| Description of the task |
In the records below, find the line containing "Could you point to the white"; copy exactly that line and all lines after it to the end, and nothing else.

| Records supplied |
########

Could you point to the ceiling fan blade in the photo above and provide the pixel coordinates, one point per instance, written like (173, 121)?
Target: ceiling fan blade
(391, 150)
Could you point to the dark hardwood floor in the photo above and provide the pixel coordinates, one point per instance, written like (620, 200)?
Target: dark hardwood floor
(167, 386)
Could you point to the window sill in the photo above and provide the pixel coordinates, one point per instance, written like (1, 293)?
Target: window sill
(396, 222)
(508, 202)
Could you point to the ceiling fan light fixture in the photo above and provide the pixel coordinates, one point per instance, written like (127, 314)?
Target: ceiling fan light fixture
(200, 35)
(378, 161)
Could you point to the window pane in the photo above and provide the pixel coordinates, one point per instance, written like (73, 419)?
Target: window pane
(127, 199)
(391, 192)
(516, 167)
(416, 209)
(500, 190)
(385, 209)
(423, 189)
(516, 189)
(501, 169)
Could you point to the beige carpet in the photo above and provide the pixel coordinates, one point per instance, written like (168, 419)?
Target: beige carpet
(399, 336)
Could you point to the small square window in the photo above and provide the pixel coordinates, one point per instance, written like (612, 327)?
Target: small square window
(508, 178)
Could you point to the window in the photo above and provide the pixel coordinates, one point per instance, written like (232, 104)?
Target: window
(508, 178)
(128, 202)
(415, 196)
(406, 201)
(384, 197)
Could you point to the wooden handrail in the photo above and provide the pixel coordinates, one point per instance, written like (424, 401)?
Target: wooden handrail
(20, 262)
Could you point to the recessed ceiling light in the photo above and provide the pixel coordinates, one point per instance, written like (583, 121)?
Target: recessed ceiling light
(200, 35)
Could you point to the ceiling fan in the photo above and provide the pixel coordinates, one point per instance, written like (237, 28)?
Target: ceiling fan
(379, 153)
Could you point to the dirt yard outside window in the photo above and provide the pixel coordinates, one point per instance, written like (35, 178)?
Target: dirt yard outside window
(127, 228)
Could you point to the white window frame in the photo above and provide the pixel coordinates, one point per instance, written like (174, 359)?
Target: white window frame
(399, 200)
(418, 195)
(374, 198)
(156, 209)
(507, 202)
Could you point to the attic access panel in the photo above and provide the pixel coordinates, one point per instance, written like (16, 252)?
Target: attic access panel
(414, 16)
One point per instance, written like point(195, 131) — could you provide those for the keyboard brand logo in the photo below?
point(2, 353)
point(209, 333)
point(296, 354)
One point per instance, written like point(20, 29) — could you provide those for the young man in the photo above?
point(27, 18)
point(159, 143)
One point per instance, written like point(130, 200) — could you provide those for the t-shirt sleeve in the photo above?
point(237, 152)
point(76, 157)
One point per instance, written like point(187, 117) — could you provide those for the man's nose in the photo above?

########

| Solution |
Could you point to the white window frame in the photo above and provide the pixel coordinates, one point per instance, written like (174, 359)?
Target: white window frame
(399, 200)
(418, 195)
(374, 198)
(156, 209)
(507, 202)
Could you point to the attic access panel in the photo above and provide the pixel coordinates, one point per instance, written like (16, 252)?
Target: attic access panel
(414, 16)
One point per instance, written like point(195, 131) — could you provide those for the keyboard brand logo in the photo below?
point(2, 353)
point(209, 333)
point(296, 354)
One point per instance, written like point(20, 29) — could you provide those for the young man in the photo above?
point(27, 18)
point(159, 143)
One point per instance, written like point(130, 200) — could you provide those for the t-shirt sleeve in the photo above?
point(237, 152)
point(76, 157)
One point per instance, written like point(187, 117) — could you provide those for the man's nose in the photo above?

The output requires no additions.